Activity
Only lines holding the word "handle" are needed; copy each of them from the material.

Data in this exercise
--------------------------------------------------

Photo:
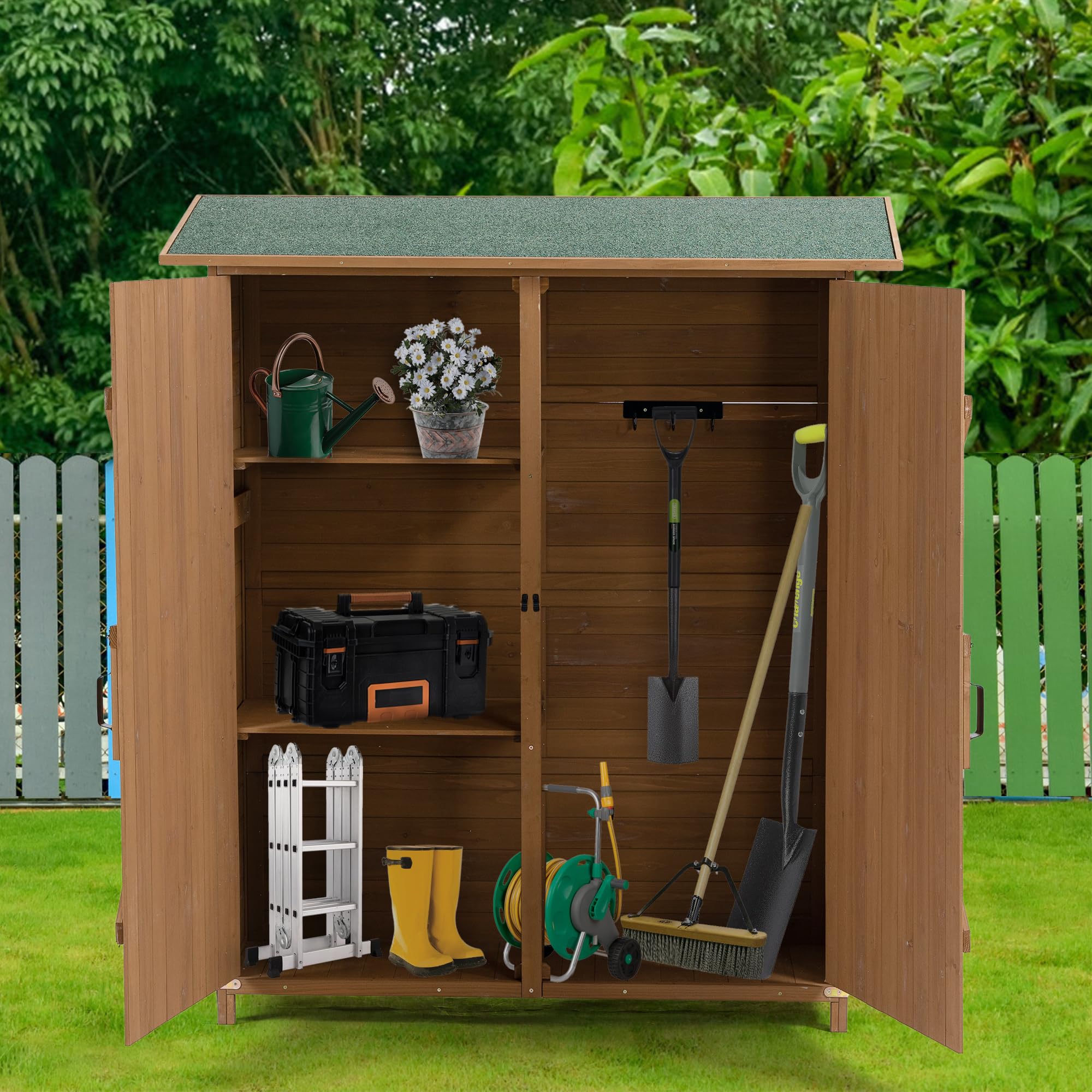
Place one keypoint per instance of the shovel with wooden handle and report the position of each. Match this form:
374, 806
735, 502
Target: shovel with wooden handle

--------------------------------------------------

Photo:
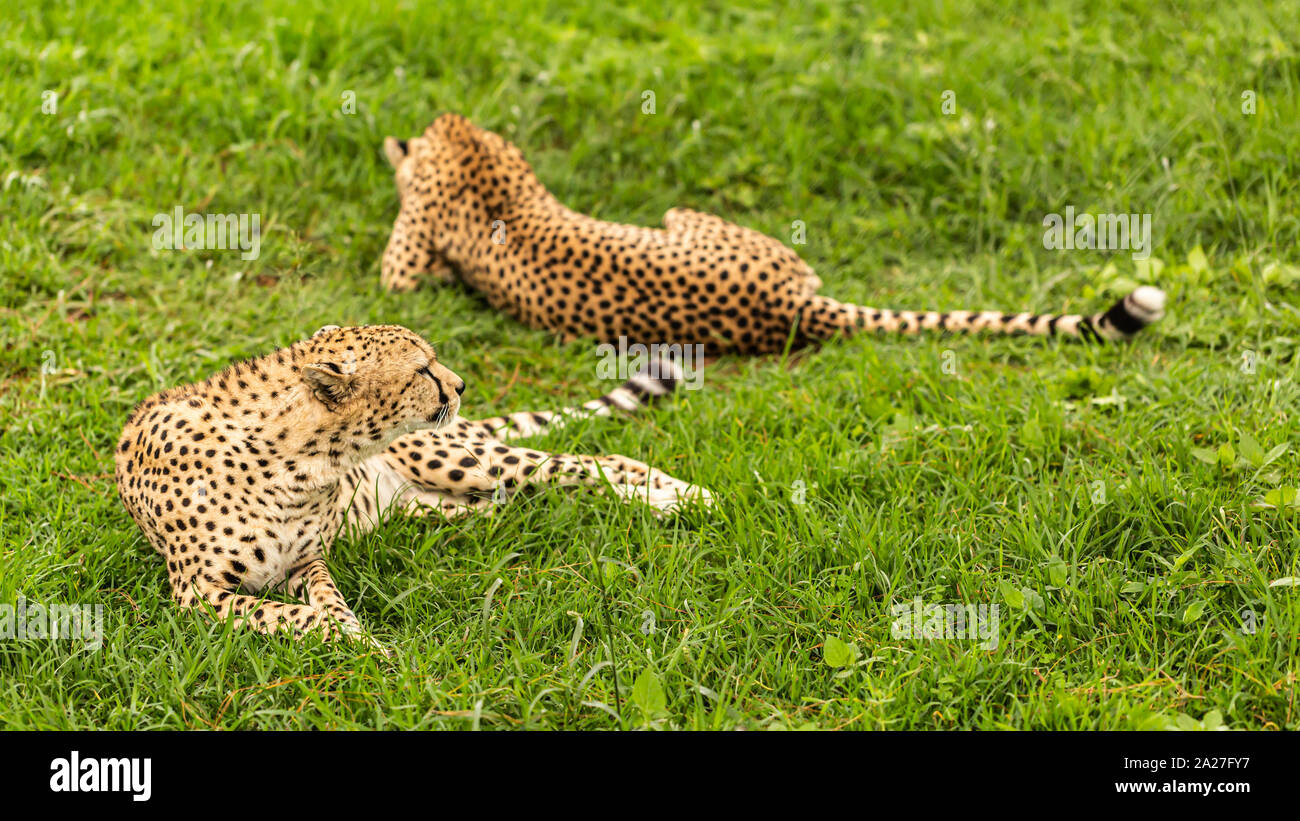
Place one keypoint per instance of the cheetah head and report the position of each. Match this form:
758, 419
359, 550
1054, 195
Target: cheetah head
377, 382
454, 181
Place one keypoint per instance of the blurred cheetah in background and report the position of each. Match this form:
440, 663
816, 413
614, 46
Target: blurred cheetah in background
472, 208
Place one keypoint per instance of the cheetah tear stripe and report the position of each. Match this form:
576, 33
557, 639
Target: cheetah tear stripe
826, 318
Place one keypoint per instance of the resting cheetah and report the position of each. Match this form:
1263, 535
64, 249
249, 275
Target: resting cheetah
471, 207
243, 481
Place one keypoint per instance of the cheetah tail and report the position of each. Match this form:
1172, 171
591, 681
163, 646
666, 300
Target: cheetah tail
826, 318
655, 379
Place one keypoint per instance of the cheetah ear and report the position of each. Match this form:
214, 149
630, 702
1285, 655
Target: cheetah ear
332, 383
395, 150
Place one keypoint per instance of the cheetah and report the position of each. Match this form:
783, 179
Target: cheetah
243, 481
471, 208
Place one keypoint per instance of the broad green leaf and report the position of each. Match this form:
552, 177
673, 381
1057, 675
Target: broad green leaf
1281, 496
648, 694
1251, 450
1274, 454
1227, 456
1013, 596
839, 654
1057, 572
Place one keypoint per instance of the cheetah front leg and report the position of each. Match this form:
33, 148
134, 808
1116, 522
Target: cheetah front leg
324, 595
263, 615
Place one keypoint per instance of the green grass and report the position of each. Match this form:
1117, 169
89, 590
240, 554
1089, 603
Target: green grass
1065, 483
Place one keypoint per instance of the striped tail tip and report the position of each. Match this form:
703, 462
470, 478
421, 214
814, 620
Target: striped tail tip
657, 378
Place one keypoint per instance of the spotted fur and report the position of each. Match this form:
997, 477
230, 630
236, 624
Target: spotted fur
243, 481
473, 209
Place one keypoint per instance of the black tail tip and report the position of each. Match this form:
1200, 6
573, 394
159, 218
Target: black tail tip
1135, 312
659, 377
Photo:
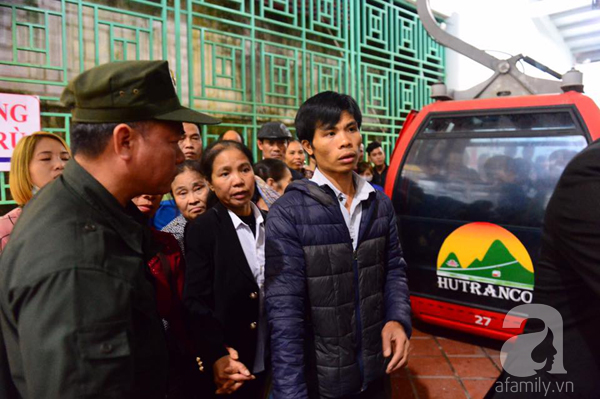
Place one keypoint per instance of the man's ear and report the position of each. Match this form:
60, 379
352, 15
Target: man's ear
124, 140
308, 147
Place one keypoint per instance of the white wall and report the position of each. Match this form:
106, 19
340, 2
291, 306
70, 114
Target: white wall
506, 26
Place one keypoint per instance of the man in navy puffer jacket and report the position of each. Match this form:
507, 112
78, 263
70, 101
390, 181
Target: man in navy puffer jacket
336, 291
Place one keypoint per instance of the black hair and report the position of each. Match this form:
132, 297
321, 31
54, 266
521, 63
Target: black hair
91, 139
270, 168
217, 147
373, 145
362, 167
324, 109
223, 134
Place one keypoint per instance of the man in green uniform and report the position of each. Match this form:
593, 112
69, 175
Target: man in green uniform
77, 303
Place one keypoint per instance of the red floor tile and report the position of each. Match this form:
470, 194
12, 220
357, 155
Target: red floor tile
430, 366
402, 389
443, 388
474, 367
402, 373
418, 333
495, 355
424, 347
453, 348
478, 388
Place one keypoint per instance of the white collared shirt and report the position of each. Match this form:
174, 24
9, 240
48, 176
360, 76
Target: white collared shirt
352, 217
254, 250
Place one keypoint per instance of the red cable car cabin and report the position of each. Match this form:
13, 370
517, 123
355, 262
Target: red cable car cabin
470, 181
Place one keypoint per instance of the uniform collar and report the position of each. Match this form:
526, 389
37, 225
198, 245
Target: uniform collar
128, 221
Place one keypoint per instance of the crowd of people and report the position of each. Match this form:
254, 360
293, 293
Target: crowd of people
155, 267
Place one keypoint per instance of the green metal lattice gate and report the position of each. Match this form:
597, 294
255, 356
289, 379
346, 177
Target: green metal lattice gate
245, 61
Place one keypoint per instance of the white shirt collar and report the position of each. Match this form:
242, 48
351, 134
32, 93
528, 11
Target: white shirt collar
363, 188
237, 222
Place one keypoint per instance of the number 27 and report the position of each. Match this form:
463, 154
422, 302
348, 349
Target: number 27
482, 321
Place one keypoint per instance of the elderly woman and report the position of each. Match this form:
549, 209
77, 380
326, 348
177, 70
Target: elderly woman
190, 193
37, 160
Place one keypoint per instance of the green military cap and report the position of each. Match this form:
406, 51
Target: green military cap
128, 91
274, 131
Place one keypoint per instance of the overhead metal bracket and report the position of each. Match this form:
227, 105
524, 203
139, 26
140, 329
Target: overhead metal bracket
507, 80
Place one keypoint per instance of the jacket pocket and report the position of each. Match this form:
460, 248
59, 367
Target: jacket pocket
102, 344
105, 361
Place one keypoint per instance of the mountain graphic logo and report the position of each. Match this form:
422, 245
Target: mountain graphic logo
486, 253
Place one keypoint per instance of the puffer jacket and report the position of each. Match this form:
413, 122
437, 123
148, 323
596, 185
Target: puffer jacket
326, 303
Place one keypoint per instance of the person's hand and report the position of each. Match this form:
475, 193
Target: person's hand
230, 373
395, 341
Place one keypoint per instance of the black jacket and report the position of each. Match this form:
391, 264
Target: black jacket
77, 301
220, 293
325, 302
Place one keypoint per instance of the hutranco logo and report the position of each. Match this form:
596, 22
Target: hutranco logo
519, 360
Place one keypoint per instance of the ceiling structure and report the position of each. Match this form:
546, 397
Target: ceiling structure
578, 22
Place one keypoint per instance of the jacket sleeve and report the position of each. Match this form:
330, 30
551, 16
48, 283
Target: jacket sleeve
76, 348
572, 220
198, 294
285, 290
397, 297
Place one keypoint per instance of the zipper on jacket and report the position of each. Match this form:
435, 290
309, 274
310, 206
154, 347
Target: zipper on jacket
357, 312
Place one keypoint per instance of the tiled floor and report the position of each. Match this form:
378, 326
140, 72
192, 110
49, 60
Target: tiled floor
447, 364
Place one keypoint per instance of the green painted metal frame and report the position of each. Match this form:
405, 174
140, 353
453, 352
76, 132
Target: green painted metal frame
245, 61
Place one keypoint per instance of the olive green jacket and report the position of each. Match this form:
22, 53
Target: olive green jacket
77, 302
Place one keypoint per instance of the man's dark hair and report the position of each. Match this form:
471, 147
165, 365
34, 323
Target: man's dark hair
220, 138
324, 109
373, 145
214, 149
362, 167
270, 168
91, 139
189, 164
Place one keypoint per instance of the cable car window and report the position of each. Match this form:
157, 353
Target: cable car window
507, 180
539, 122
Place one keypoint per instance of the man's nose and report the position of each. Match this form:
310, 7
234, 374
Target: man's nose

--------------------------------------------------

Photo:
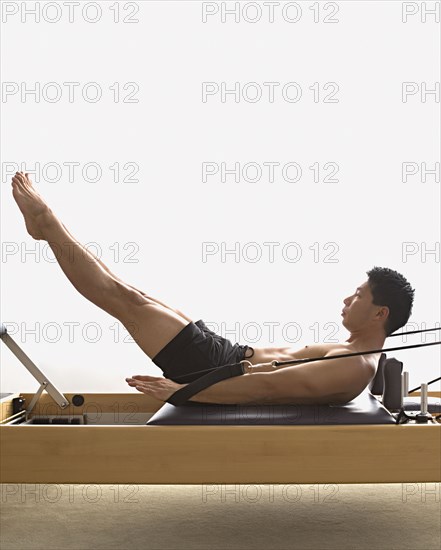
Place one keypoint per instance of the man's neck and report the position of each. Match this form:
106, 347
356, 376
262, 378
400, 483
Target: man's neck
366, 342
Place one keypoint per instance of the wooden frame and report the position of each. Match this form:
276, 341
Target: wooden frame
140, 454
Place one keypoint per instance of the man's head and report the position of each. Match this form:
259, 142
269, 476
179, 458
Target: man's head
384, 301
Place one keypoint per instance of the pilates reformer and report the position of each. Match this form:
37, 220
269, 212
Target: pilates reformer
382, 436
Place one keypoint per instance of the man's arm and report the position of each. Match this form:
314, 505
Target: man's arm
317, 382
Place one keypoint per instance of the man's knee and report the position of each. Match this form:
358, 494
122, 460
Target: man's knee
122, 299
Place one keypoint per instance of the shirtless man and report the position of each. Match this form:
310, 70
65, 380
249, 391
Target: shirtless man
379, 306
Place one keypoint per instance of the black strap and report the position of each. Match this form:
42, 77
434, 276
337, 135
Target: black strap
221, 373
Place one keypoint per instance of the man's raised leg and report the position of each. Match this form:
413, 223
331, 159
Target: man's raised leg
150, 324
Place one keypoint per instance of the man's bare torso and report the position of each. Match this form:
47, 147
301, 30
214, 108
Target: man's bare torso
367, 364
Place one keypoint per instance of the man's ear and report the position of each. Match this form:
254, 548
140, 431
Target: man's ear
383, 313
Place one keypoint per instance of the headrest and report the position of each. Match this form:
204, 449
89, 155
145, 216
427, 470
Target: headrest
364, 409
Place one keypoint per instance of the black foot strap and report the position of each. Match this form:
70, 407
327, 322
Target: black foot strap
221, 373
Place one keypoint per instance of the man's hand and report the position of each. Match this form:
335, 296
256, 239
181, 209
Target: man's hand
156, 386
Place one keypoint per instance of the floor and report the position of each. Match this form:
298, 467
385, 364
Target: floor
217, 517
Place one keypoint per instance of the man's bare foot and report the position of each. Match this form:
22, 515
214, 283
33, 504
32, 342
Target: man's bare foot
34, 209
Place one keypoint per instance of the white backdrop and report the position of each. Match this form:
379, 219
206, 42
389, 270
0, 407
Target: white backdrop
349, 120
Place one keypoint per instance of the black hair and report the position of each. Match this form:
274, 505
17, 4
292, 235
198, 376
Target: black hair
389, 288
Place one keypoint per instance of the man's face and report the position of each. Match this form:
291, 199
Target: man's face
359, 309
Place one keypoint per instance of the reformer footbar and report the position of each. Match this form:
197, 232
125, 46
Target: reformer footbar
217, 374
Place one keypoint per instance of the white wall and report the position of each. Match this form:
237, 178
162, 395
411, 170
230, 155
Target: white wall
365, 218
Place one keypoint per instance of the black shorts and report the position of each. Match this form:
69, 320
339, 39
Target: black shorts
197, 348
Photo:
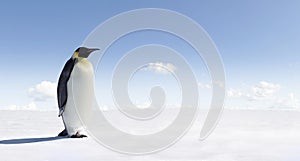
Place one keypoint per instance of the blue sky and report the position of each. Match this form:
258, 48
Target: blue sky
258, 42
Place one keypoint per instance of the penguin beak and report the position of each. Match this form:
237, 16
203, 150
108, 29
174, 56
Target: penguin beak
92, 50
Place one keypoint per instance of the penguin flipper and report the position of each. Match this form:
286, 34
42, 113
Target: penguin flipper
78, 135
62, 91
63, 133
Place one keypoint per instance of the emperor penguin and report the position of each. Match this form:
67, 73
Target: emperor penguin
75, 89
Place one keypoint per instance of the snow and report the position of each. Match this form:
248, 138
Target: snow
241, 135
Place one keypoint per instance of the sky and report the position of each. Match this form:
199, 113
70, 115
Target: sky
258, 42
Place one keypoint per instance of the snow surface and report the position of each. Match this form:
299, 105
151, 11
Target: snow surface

--------------------------------------------------

Solved exercise
Place one keypoint per instance of the shovel with wooden handle and report the position of each. Match this form:
Target: shovel with wooden handle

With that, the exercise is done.